(TASK DESCRIPTION)
Convert the rows below, from the first line through the line containing "point(199, 282)", into a JSON list of strings with one string per line and no blank lines.

Rows from a dataset:
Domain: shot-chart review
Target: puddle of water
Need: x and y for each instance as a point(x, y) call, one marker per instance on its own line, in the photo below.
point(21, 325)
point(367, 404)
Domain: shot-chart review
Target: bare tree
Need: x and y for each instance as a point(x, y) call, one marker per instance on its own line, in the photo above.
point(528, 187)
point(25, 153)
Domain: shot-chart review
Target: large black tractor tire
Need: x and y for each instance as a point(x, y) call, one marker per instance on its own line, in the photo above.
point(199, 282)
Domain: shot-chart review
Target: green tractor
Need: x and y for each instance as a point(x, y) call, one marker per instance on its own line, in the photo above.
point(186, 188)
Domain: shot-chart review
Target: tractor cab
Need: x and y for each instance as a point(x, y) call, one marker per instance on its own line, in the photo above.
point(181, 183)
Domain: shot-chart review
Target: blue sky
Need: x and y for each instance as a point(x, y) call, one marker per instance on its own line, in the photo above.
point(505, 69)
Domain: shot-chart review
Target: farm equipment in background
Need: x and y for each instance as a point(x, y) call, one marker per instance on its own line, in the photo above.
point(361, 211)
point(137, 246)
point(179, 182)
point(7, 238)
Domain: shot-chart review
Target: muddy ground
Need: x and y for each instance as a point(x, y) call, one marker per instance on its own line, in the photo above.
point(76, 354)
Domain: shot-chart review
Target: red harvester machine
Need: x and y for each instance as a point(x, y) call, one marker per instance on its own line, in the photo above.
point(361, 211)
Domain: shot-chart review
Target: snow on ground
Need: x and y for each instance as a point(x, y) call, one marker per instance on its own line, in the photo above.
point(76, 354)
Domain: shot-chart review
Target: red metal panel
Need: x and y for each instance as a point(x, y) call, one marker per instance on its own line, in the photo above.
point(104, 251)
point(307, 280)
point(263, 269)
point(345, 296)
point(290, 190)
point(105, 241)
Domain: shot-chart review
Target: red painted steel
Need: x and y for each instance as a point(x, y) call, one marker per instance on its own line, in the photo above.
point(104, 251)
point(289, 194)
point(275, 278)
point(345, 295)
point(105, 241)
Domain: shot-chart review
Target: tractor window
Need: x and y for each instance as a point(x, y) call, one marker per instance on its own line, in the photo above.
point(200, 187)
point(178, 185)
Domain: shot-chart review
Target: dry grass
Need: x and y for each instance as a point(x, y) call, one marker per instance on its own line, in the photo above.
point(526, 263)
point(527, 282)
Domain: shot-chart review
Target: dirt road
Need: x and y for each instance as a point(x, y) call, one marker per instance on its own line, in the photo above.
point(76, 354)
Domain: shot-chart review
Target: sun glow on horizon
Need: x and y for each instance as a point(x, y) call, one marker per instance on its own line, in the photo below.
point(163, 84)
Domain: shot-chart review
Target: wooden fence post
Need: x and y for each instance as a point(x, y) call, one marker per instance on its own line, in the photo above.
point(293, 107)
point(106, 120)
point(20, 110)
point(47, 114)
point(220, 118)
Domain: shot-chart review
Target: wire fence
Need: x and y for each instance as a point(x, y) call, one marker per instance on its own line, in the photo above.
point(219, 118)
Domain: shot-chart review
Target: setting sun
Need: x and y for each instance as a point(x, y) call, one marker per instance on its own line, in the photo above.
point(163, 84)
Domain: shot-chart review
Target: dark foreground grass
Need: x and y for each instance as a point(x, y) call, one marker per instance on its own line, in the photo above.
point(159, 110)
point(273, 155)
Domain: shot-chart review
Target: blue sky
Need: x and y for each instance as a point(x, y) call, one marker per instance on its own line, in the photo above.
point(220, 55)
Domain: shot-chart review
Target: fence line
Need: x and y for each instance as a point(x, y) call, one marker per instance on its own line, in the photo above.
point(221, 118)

(ANSWER FOR THIS EXERCISE)
[
  "Domain: shot-chart review",
  "Target: puddle of water",
  "Need: x and y for each instance as a point(x, y) call, one marker per instance on its own line, in the photo below.",
  "point(21, 325)",
  "point(367, 404)",
  "Domain: shot-chart review",
  "Target: bare tree",
  "Need: x and y for each instance as a point(x, y) call, one marker per instance on its own line, in the photo above.",
  "point(528, 187)",
  "point(25, 153)",
  "Domain: shot-chart review",
  "Target: large black tractor tire",
  "Need: x and y for each instance as a point(x, y) call, one marker per instance on its own line, in the photo above.",
  "point(199, 282)"
]